EXTRACT »
Skip to content

Operation module stable

Purpose & Scope

The Operation module models one execution of an episodic operational task: bakeout, calibration sweep, optical alignment, beam-mode change, recovery procedure, ID maintenance, KB switching. Operators register a Procedure, start it, append per-step records (setpoint applied, action performed, check verified), then close it via complete, abort, or truncate. Both instrument-level and facility-envelope procedures share this aggregate.

A Procedure is distinct from a Run: a Run executes one Plan against a Subject through the experiment lifecycle (ISA-88 batch lens); a Procedure executes one episodic task that may or may not be bound to a Run (ISA-106 lens). When parent_run_id is set, the Procedure is a Phase-of-Run (calibration sweep invoked mid-Run); when None, it stands alone (bakeout run between Runs).

Out of scope

  • Held / Resumed transitions. No pause-and-resume cycle today. The pilot will surface whether operators need it; the additive-state pattern keeps the door open.
  • Verifying as a first-class FSM state. Per-step Check happens inside Running synchronously; the standards corpus does not bless a separate Verifying state.
  • Per-kind payload validation at the API. The step payload body is dict[str, Any] today; per-kind Pydantic models land once pilot vocabulary settles.
  • Asset-existence verification at register time. target_asset_ids is taken at face value; existence and decommission-state gating runs at start-procedure time.

LISTED ENTRIES »
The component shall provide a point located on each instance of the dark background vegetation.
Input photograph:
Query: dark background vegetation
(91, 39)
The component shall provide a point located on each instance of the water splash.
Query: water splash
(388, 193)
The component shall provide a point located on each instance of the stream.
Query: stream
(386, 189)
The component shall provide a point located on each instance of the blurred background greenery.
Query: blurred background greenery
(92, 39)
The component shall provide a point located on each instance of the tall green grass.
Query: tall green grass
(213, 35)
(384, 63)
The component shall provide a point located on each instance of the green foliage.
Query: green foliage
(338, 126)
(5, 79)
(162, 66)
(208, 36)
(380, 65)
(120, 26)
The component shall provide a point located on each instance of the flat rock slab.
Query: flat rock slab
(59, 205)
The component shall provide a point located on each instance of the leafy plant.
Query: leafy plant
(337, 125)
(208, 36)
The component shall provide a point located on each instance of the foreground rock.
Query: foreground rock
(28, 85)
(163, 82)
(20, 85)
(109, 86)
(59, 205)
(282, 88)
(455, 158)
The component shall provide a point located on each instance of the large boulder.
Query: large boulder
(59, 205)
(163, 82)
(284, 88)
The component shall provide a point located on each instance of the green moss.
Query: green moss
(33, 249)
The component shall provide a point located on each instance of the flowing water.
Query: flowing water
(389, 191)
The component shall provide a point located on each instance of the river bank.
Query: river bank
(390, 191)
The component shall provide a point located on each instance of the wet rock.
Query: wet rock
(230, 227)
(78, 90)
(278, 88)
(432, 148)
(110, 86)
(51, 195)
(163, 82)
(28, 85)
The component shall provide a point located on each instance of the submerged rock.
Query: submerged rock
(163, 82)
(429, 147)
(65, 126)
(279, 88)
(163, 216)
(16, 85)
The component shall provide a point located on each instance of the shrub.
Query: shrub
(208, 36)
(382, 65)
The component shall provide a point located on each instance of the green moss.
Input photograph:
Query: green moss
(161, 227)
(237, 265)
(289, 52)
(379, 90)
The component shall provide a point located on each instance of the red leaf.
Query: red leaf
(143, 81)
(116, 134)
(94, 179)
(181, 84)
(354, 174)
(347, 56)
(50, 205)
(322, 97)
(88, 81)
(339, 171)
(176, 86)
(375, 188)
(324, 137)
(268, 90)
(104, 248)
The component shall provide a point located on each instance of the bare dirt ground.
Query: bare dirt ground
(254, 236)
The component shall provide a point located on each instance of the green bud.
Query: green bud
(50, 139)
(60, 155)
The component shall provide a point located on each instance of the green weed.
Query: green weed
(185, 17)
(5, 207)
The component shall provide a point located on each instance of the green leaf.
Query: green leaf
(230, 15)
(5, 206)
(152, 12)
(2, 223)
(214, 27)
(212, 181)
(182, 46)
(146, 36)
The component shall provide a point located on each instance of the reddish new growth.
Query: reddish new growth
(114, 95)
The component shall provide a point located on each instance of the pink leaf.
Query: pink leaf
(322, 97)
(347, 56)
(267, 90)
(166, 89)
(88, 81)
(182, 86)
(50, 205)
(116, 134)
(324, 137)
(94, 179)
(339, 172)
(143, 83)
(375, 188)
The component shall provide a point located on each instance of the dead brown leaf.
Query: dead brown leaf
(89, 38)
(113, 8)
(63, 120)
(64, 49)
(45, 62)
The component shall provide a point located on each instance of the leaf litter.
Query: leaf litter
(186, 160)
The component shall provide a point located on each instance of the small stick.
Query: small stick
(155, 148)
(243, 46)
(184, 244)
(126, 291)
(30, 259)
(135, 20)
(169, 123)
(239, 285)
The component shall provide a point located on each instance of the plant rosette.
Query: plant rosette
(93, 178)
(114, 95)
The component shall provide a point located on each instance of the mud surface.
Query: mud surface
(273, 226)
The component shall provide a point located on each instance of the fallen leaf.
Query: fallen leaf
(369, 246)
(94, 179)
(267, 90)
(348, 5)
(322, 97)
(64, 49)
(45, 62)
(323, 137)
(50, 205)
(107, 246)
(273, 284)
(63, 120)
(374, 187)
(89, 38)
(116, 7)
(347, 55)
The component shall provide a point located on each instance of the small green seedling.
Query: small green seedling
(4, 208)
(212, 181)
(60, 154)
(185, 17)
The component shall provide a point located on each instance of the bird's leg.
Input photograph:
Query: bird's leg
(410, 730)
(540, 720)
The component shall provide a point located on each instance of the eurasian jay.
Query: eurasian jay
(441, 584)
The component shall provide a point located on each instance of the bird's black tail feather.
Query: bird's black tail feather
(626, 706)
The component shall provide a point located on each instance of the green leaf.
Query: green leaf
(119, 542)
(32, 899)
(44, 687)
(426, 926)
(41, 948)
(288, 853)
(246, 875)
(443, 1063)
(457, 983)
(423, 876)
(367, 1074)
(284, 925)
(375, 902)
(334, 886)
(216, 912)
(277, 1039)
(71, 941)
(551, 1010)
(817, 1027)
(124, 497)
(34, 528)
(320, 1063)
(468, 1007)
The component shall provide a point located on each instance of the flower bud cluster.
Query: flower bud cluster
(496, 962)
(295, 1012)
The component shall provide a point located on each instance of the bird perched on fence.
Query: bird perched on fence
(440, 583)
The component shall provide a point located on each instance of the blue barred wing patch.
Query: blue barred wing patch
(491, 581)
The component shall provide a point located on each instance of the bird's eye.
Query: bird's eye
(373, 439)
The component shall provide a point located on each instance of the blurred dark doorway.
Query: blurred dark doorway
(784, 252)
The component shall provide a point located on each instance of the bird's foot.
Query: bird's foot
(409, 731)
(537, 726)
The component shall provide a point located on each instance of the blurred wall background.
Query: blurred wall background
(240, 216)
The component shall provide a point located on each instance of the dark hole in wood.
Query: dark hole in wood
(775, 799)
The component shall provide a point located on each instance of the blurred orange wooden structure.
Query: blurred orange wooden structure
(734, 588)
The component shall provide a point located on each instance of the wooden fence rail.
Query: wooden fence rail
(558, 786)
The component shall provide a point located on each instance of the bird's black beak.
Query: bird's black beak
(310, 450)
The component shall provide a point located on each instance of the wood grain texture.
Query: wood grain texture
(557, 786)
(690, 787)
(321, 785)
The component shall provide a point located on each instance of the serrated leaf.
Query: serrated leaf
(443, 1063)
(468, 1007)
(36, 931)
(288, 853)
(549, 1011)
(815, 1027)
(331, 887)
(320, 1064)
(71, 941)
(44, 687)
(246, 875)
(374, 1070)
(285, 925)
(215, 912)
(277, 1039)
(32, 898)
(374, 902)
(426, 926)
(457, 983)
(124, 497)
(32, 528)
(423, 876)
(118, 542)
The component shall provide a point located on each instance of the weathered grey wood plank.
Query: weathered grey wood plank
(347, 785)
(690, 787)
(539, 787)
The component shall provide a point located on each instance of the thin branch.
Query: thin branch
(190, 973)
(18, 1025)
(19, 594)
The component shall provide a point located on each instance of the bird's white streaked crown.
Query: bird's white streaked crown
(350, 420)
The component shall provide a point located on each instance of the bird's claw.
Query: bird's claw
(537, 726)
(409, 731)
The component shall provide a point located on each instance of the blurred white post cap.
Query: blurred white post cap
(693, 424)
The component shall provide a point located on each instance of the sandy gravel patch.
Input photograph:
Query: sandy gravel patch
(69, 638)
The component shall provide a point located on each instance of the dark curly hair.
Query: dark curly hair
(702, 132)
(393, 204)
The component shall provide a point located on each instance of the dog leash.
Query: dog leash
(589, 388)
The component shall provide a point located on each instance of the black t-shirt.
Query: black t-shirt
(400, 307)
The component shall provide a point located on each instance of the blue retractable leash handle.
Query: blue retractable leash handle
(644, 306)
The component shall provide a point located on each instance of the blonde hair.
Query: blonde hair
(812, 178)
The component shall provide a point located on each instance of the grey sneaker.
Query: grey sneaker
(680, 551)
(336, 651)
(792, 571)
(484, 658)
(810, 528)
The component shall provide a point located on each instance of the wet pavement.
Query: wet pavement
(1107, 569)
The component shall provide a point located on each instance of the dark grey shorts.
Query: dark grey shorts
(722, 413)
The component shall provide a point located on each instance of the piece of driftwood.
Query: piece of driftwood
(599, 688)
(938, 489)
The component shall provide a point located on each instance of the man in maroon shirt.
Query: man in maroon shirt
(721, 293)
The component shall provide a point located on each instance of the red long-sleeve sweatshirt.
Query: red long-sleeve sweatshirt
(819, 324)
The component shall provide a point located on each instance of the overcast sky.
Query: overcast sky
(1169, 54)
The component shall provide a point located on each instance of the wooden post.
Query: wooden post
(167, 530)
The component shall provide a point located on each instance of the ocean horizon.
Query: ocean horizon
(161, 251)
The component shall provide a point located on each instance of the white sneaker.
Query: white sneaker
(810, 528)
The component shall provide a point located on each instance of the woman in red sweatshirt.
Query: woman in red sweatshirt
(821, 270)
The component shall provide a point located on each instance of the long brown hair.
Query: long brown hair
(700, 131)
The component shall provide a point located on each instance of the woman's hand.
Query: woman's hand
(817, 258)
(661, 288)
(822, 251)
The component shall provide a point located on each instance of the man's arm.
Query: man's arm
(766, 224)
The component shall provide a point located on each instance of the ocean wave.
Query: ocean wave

EXERCISE AIM » Please reproduce the Operation module page above word for word, from start to finish.

WORKED SOLUTION »
Skip to content

Operation module stable

Purpose & Scope

The Operation module models one execution of an episodic operational task: bakeout, calibration sweep, optical alignment, beam-mode change, recovery procedure, ID maintenance, KB switching. Operators register a Procedure, start it, append per-step records (setpoint applied, action performed, check verified), then close it via complete, abort, or truncate. Both instrument-level and facility-envelope procedures share this aggregate.

A Procedure is distinct from a Run: a Run executes one Plan against a Subject through the experiment lifecycle (ISA-88 batch lens); a Procedure executes one episodic task that may or may not be bound to a Run (ISA-106 lens). When parent_run_id is set, the Procedure is a Phase-of-Run (calibration sweep invoked mid-Run); when None, it stands alone (bakeout run between Runs).

Out of scope

  • Held / Resumed transitions. No pause-and-resume cycle today. The pilot will surface whether operators need it; the additive-state pattern keeps the door open.
  • Verifying as a first-class FSM state. Per-step Check happens inside Running synchronously; the standards corpus does not bless a separate Verifying state.
  • Per-kind payload validation at the API. The step payload body is dict[str, Any] today; per-kind Pydantic models land once pilot vocabulary settles.
  • Asset-existence verification at register time. target_asset_ids is taken at face value; existence and decommission-state gating runs at start-procedure time.